§ Problem
Report each line of the records below that contains the word "white", copying every such line in full.
════════════════
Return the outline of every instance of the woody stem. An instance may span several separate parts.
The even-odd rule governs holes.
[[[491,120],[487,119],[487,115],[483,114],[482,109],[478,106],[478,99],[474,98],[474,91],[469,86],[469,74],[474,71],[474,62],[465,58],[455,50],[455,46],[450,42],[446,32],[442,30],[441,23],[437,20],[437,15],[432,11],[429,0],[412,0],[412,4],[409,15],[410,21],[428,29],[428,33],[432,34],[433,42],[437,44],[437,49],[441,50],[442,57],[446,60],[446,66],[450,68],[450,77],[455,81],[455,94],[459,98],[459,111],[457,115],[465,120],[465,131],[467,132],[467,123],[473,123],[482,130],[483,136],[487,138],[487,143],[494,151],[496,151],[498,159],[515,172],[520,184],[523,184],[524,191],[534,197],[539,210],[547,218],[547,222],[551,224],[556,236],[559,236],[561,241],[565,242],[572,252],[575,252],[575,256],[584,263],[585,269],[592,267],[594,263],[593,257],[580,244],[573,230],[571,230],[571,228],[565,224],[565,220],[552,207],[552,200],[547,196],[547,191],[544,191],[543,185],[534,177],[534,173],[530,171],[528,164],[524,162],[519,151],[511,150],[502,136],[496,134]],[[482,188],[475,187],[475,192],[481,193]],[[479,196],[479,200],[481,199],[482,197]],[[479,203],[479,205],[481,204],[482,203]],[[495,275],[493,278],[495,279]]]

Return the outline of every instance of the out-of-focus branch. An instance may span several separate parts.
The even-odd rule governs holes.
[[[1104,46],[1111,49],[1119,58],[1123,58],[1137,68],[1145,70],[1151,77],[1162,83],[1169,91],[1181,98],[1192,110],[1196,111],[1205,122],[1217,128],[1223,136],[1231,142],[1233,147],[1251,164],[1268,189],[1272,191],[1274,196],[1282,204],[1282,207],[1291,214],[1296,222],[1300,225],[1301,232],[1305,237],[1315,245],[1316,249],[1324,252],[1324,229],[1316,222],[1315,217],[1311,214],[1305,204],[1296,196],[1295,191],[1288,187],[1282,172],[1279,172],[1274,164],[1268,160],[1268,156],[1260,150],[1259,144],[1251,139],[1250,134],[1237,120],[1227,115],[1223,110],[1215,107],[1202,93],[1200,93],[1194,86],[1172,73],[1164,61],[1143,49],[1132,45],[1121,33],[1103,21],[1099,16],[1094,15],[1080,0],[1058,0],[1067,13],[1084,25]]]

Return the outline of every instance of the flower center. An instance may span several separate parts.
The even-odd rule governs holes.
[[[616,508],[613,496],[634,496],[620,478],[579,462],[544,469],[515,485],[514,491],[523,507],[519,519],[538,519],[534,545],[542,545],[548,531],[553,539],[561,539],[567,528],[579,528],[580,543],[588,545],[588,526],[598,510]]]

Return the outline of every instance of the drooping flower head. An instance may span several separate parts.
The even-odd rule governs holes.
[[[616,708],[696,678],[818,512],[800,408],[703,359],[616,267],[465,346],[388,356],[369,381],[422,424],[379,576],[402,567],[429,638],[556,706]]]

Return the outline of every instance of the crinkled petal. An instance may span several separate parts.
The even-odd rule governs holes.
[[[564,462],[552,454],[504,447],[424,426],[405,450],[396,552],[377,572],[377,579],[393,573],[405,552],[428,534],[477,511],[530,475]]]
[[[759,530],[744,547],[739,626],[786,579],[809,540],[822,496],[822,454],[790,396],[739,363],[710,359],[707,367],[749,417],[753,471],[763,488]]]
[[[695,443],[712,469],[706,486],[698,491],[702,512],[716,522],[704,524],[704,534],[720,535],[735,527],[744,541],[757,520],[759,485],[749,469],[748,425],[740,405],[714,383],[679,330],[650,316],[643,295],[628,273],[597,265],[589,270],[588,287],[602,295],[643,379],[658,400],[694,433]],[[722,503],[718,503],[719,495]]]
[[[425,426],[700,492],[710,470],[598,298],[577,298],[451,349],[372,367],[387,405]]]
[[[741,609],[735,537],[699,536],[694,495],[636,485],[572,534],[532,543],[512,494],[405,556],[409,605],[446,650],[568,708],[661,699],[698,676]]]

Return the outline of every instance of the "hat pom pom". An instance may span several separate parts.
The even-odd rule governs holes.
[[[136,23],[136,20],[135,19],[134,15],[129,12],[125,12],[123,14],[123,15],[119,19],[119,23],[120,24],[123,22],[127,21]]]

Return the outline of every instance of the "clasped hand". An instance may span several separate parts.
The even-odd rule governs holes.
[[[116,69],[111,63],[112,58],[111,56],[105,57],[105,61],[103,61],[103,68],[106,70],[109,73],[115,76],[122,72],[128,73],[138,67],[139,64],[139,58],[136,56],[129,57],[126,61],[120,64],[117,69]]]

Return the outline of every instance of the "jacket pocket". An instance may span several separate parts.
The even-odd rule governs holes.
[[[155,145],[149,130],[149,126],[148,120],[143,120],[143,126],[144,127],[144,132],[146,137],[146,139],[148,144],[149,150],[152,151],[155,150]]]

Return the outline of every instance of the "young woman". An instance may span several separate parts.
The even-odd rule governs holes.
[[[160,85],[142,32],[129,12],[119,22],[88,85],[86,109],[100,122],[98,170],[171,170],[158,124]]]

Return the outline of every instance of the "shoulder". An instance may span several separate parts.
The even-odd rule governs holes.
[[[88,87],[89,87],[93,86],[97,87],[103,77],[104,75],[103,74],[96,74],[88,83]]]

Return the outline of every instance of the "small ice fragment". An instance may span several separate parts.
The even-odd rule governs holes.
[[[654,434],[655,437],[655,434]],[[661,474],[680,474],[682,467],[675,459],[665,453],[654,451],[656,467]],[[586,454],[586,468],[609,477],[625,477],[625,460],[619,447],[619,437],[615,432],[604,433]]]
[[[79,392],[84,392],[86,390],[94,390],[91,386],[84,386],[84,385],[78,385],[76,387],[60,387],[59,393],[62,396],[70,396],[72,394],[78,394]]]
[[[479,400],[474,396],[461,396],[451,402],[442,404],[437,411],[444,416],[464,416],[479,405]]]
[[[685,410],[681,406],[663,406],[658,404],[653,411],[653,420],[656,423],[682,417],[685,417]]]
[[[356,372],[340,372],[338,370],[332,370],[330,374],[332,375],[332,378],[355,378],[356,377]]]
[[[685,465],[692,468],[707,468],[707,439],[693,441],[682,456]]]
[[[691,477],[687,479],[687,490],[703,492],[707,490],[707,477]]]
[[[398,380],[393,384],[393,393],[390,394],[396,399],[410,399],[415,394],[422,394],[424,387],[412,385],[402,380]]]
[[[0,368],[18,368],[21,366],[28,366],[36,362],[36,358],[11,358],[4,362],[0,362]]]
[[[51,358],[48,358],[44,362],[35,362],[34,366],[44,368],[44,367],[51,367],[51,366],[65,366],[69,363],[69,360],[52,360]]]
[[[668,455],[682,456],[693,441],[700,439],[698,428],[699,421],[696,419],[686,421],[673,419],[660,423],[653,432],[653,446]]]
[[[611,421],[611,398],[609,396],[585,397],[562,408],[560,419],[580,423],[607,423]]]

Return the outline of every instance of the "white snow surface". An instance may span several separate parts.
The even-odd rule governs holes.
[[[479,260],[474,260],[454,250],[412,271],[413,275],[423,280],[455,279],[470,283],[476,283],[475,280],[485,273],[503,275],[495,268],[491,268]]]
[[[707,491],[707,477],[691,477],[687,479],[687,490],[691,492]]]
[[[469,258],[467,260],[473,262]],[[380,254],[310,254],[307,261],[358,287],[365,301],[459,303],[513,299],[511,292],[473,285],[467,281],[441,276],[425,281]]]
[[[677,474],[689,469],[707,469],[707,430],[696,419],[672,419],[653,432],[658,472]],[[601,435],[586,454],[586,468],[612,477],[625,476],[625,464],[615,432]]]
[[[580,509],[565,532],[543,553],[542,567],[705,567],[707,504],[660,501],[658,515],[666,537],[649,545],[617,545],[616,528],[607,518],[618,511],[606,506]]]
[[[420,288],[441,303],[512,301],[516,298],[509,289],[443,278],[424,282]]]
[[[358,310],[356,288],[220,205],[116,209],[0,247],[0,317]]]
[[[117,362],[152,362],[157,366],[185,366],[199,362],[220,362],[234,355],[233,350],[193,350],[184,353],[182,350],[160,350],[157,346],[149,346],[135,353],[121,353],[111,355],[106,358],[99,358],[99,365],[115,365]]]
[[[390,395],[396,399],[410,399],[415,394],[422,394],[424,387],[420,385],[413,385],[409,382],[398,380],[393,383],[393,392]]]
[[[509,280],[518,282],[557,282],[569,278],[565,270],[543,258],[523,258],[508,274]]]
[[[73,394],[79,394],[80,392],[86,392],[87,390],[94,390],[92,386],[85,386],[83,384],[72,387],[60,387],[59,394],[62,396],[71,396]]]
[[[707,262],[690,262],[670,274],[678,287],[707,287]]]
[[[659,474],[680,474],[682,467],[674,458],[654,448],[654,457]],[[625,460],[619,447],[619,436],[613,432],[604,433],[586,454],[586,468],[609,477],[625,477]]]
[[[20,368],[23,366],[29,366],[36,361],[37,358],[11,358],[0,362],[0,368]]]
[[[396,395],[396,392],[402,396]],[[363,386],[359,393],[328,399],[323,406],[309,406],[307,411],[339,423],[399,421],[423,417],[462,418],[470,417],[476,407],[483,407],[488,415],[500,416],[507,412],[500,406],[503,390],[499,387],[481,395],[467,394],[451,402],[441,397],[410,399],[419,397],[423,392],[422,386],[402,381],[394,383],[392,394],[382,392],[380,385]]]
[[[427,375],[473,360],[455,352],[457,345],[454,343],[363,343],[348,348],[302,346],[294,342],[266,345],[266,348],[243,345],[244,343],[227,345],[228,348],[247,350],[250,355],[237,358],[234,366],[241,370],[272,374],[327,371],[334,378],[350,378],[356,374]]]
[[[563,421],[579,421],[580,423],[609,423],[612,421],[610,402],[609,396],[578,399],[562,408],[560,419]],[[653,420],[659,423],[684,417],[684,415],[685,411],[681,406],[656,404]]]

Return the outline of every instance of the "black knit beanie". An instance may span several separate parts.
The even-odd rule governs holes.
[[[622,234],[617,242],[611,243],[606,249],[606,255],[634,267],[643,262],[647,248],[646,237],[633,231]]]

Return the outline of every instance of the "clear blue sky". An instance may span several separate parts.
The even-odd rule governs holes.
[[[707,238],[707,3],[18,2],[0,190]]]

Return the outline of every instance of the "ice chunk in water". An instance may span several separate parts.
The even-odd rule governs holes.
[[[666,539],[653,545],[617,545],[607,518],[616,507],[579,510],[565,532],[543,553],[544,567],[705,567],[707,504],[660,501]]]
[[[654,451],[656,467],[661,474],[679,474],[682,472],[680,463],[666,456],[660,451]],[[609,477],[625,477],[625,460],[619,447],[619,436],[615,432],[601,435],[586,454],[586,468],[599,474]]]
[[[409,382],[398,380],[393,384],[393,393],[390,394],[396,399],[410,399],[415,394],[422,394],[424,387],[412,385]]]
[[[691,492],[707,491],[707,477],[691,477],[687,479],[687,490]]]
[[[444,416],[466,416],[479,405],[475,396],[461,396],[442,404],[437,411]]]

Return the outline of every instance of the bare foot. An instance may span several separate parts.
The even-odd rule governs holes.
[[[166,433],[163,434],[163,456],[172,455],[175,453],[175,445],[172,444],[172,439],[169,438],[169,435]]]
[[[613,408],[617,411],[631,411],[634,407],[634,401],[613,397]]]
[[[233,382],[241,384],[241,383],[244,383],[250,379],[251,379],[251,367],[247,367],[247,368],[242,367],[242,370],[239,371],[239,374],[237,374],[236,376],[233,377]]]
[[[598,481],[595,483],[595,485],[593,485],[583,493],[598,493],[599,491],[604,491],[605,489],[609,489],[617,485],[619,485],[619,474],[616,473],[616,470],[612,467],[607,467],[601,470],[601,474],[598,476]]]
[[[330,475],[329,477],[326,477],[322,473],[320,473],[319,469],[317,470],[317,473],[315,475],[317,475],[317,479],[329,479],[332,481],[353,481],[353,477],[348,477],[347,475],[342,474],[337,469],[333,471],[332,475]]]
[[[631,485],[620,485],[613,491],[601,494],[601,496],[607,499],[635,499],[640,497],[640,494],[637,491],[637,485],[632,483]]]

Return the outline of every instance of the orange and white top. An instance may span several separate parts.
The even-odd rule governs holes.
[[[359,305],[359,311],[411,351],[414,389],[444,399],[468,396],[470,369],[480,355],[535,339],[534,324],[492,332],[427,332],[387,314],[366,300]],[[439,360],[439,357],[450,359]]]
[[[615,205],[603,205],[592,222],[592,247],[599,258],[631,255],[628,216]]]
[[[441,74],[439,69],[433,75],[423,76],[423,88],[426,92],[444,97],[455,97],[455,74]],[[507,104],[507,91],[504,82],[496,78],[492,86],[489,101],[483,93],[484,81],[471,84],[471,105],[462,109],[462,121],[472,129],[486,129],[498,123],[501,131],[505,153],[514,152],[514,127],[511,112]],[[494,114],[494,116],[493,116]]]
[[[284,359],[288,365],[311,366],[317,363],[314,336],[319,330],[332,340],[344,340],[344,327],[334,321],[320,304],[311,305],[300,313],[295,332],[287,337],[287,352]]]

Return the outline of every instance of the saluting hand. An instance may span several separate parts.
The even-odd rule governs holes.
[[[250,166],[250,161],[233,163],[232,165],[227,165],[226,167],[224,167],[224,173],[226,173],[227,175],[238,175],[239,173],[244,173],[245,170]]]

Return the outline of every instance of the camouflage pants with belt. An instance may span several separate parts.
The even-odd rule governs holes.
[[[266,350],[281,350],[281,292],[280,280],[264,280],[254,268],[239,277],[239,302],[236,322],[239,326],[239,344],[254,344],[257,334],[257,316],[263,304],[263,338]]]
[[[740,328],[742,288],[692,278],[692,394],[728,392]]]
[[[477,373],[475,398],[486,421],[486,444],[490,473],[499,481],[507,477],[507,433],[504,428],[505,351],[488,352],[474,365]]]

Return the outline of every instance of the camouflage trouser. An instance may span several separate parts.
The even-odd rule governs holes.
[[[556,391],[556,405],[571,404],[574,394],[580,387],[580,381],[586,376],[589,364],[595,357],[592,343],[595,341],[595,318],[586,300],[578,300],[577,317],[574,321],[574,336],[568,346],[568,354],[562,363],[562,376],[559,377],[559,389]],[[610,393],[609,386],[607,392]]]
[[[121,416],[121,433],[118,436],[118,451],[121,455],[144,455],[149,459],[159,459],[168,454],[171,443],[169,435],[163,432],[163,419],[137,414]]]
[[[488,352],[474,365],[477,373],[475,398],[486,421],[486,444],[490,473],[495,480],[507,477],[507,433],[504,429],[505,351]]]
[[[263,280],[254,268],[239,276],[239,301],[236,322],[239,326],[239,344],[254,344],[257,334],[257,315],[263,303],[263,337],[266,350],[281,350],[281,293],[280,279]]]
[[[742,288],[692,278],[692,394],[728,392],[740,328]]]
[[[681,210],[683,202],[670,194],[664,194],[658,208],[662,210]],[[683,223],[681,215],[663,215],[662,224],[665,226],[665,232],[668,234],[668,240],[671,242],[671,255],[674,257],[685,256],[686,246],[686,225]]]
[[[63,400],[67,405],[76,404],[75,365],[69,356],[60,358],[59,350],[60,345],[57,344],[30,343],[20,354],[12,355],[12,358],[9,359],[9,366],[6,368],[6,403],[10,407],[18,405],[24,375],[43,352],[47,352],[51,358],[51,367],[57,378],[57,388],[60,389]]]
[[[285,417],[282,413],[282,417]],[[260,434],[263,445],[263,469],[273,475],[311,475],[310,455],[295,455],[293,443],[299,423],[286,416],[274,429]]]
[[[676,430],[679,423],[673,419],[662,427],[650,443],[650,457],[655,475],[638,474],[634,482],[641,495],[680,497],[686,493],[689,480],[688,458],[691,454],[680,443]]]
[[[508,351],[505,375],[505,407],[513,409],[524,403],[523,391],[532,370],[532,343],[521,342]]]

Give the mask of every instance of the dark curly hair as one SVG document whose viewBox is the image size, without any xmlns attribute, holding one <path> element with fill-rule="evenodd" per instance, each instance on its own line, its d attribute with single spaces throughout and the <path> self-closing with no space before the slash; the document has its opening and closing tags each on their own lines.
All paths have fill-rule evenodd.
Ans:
════════════════
§ Problem solution
Return the outline of every instance of the "white snow surface". An instance may span several separate parts.
Return the outline of every instance of the orange and white top. An instance may span several separate parts.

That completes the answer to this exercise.